Copy each line of the data below in which the word "glass" can be found.

--- Available data ---

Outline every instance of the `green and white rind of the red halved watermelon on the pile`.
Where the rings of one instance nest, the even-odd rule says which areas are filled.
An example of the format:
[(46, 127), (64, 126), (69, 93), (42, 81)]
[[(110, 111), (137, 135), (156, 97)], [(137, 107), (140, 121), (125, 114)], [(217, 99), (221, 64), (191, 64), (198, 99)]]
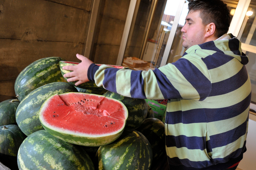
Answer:
[[(76, 95), (76, 93), (65, 93), (65, 94), (59, 94), (59, 95), (61, 96), (61, 95), (68, 95), (68, 94)], [(77, 95), (79, 95), (79, 92), (77, 93)], [(96, 95), (96, 94), (88, 94), (87, 96), (102, 97), (101, 95)], [(54, 97), (54, 96), (52, 96), (52, 97)], [(103, 145), (112, 143), (124, 131), (125, 123), (124, 123), (123, 127), (121, 127), (120, 129), (117, 129), (114, 132), (107, 133), (107, 130), (106, 130), (106, 133), (97, 134), (97, 135), (95, 135), (95, 134), (92, 135), (91, 132), (81, 133), (81, 132), (75, 132), (75, 131), (64, 129), (64, 128), (57, 128), (54, 125), (51, 125), (48, 122), (46, 122), (43, 117), (45, 108), (47, 108), (47, 106), (49, 104), (52, 104), (51, 103), (52, 97), (48, 98), (42, 104), (42, 106), (40, 108), (40, 112), (39, 112), (39, 120), (40, 120), (42, 126), (44, 127), (44, 129), (46, 129), (51, 135), (53, 135), (59, 139), (62, 139), (63, 141), (66, 141), (68, 143), (77, 144), (77, 145), (82, 145), (82, 146), (98, 147), (98, 146), (103, 146)], [(124, 117), (125, 117), (124, 121), (126, 122), (126, 119), (128, 117), (128, 111), (127, 111), (125, 105), (116, 99), (112, 99), (112, 98), (109, 98), (109, 99), (113, 102), (118, 102), (120, 105), (122, 105), (122, 112), (124, 113)], [(109, 104), (111, 104), (111, 103), (109, 103)], [(94, 121), (94, 120), (92, 120), (92, 121)], [(81, 125), (79, 124), (77, 126), (81, 126)], [(81, 126), (81, 128), (82, 128), (82, 126)]]

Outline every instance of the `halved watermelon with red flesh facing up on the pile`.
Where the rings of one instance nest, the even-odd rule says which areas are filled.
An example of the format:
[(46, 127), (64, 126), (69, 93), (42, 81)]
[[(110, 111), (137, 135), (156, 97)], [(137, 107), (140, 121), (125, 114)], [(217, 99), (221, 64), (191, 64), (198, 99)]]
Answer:
[(53, 136), (83, 146), (103, 146), (115, 141), (125, 127), (125, 105), (109, 97), (69, 92), (49, 97), (39, 120)]

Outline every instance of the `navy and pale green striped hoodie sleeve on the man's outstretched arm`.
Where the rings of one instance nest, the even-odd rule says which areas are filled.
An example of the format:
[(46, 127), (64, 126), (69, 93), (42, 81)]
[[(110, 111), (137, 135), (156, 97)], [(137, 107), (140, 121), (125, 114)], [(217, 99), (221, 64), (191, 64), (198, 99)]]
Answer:
[[(191, 61), (190, 61), (191, 60)], [(210, 93), (210, 78), (200, 58), (180, 58), (149, 71), (117, 69), (92, 64), (89, 80), (97, 86), (127, 97), (144, 99), (193, 98), (203, 100)], [(207, 69), (206, 69), (207, 70)]]

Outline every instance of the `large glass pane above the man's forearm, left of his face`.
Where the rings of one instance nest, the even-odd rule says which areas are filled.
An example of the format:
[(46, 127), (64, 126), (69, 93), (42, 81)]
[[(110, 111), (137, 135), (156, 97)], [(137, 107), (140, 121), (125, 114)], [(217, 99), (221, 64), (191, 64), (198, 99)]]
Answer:
[[(137, 2), (123, 65), (135, 70), (154, 69), (160, 66), (179, 1), (138, 0)], [(188, 1), (184, 2), (188, 4)], [(185, 22), (185, 18), (183, 21)]]

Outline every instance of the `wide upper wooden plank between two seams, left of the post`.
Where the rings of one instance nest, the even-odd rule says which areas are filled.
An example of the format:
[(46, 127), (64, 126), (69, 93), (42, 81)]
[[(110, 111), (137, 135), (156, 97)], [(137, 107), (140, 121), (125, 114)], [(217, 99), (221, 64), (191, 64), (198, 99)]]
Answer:
[(2, 0), (0, 38), (84, 43), (90, 12), (44, 0)]

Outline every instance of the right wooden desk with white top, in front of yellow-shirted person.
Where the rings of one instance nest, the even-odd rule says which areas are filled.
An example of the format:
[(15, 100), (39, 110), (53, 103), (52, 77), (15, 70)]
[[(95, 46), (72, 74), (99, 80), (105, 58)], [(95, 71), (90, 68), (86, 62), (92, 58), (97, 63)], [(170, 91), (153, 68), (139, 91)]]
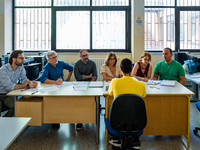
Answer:
[[(147, 111), (147, 125), (143, 135), (185, 135), (190, 142), (190, 96), (193, 92), (176, 82), (175, 87), (146, 85), (144, 98)], [(106, 96), (106, 118), (109, 116), (113, 97)], [(108, 132), (106, 130), (106, 144)]]

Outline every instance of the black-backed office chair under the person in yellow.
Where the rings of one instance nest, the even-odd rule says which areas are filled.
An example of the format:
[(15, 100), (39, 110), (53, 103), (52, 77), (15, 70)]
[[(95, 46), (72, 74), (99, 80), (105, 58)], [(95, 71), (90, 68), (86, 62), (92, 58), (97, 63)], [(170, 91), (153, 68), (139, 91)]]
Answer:
[(116, 96), (105, 122), (108, 133), (122, 138), (122, 149), (133, 149), (132, 139), (142, 135), (147, 123), (143, 98), (136, 94)]

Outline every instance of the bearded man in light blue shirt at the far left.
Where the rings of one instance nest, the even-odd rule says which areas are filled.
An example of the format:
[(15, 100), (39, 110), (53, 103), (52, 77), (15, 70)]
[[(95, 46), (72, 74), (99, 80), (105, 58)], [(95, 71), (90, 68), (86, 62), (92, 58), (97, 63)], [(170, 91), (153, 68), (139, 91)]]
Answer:
[[(24, 54), (21, 50), (14, 50), (8, 58), (9, 63), (0, 68), (0, 110), (2, 105), (9, 108), (4, 117), (14, 116), (14, 97), (6, 96), (12, 90), (36, 88), (37, 82), (30, 82), (24, 69)], [(18, 84), (21, 82), (21, 84)], [(1, 114), (0, 114), (1, 115)]]

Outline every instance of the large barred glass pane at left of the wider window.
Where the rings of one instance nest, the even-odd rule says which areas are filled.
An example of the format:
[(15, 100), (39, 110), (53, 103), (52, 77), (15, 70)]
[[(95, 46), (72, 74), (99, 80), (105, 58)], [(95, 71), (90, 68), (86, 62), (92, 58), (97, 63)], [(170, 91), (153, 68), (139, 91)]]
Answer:
[(15, 49), (51, 49), (51, 9), (15, 9)]

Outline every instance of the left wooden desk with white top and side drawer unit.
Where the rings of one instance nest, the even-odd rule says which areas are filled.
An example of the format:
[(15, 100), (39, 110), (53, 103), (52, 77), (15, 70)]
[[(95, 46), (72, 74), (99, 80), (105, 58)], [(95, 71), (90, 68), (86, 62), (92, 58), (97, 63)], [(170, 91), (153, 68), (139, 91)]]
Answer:
[[(38, 83), (39, 88), (52, 85)], [(88, 88), (74, 91), (73, 85), (59, 87), (59, 90), (31, 95), (30, 91), (14, 90), (8, 96), (24, 96), (16, 101), (17, 117), (32, 117), (29, 125), (43, 123), (93, 123), (96, 125), (96, 143), (99, 143), (100, 96), (103, 88)], [(25, 98), (28, 96), (28, 98)]]

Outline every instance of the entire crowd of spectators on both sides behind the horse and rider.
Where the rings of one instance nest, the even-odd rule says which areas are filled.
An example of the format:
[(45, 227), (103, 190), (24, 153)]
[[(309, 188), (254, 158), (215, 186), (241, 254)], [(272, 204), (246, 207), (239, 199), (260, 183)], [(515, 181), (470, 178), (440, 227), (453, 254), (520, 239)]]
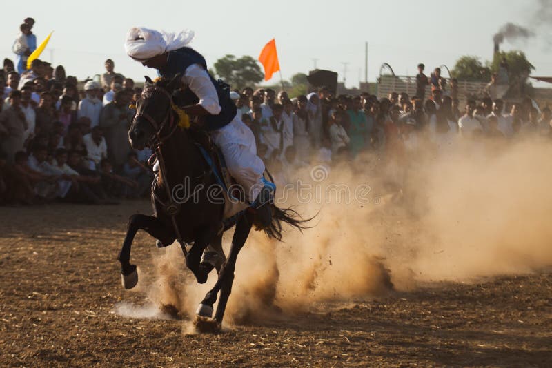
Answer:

---

* _Exercise output_
Outline every instance of the `large glass pane above the man's forearm, left of his face`.
Outline every instance of the large barred glass pane at left of the wider window.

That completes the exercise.